__Job__. Please express the entries as a two-column CSV with the columns "prompt" and "reply", one row for each entry: its text in the first and its answer in the second, each in a single quoted field with line breaks replaced by spaces. Begin at the line that has "Annotate the arm" and stop after the last entry.

━━━━━━━━━━━━━━━━━━━━━━━━━━━━━━

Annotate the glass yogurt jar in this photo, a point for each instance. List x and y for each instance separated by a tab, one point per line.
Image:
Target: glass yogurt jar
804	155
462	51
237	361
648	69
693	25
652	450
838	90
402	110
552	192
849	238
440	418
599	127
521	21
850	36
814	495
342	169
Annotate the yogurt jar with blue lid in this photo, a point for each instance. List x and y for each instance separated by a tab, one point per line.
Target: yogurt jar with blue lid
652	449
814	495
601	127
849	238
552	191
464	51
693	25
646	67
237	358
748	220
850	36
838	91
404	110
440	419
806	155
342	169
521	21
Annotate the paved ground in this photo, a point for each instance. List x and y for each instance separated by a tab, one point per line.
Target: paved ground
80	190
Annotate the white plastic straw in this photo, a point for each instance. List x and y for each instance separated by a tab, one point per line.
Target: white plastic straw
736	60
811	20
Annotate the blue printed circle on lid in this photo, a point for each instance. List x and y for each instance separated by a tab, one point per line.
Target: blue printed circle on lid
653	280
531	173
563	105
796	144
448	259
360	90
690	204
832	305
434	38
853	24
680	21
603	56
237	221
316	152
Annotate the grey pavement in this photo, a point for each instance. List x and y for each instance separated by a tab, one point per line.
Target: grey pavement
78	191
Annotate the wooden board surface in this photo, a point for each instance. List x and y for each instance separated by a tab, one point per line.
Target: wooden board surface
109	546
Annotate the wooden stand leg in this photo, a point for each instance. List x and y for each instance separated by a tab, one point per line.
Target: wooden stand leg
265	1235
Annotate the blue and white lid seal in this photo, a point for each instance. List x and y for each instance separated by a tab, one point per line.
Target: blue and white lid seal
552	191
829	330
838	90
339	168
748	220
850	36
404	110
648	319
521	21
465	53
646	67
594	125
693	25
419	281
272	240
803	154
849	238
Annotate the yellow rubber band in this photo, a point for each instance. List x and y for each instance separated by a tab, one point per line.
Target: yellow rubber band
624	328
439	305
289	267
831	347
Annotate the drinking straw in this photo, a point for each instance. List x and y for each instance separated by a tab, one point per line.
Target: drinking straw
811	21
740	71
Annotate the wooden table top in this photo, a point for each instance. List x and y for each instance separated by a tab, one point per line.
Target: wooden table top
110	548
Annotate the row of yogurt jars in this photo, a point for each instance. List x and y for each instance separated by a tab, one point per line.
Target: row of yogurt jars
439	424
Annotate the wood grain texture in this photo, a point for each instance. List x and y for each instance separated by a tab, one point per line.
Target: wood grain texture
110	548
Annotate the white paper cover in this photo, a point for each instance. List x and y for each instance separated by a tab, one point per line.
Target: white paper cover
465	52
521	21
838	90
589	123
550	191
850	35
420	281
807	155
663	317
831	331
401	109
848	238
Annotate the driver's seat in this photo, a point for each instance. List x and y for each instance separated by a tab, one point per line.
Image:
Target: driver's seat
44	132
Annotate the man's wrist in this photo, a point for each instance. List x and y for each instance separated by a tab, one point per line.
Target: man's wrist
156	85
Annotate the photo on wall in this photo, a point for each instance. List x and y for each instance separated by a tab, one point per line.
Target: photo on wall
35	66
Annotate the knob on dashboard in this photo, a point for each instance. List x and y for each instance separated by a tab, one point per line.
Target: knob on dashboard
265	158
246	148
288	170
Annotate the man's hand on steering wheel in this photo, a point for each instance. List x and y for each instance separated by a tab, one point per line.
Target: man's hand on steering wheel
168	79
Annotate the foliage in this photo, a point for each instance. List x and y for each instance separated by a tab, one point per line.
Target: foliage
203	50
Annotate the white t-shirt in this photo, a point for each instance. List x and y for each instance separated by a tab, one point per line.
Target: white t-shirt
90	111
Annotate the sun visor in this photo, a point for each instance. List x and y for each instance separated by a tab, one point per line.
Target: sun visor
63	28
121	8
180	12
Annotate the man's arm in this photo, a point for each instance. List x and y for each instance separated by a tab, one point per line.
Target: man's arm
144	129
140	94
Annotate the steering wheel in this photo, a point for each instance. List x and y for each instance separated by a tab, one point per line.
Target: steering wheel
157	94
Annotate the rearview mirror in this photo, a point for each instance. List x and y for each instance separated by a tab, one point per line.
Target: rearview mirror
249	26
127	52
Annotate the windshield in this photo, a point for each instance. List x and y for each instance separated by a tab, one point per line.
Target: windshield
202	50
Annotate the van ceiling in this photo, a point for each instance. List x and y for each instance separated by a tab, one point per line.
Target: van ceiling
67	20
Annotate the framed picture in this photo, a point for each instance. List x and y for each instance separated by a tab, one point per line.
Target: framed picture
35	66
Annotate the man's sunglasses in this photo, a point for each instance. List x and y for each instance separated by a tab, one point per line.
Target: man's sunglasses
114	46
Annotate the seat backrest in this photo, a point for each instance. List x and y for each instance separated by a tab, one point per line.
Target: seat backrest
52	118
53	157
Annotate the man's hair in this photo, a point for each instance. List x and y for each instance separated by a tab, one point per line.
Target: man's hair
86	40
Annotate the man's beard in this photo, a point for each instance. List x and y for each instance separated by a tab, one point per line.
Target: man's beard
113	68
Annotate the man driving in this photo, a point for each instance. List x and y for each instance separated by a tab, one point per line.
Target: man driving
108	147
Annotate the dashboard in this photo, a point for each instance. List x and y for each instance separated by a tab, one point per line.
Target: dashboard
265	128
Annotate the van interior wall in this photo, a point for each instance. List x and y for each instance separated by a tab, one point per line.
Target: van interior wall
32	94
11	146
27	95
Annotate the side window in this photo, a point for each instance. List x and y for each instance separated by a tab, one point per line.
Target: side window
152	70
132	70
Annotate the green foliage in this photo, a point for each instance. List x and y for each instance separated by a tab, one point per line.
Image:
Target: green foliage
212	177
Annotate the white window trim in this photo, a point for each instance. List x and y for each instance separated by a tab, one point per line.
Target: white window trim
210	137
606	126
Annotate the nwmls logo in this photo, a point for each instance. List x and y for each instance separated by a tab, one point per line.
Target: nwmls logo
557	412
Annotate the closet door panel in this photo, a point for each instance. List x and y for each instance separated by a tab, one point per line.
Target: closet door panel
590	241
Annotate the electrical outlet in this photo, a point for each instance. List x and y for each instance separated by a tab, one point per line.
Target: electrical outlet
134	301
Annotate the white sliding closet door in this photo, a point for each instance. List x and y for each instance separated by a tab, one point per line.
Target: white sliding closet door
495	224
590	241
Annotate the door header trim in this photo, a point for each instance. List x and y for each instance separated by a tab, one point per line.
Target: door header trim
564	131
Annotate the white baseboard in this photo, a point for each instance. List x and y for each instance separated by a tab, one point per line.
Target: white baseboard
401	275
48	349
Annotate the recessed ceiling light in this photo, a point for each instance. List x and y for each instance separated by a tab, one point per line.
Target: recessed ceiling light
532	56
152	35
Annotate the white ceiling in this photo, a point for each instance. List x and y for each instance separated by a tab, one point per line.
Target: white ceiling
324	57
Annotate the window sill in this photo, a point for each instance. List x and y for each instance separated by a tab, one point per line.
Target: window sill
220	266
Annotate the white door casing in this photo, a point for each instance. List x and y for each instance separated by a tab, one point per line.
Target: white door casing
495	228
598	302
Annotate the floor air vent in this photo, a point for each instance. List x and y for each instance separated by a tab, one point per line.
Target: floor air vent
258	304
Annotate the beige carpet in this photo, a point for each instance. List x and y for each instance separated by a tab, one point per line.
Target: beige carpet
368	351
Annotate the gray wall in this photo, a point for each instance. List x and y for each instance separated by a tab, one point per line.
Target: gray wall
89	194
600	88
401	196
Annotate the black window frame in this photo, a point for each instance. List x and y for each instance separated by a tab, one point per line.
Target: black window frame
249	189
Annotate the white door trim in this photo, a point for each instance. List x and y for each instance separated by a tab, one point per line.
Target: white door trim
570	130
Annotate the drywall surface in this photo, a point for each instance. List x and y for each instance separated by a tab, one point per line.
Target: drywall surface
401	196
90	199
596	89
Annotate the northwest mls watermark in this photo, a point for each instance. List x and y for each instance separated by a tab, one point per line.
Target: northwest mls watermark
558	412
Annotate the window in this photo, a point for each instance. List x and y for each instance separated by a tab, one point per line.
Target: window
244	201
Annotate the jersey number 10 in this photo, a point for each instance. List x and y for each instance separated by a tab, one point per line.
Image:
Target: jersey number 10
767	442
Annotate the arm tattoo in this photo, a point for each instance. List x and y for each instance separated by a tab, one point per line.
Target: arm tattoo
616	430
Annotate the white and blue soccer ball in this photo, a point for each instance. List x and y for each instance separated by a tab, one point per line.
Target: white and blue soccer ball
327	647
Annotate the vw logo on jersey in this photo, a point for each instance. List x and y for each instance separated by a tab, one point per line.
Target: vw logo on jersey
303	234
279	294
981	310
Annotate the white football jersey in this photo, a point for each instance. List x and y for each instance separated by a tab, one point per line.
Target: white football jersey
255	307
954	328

━━━━━━━━━━━━━━━━━━━━━━━━━━━━━━

__Correct response__.
prompt,reply
"Annotate the arm tattoo in this photo, a point for each instance. List x and y for each instance separated by a tab, one point per line. Target: arm tattoo","616	430"
"Annotate the white and blue soccer ball in this photo, a point for each instance. List x and y for each instance separated by a tab, one point per line. Target: white and blue soccer ball","327	647"
"Annotate the vw logo on jersey in this photo, a point for each instance. List x and y for each instance separated by a tab, one point per line. Target: vw logo on jersey","303	234 279	294 981	310"
"Annotate the white football jersey in this photo, a point for each instance. List x and y for each instance separated by a tab, one point per line. Target: white football jersey","255	307 954	328"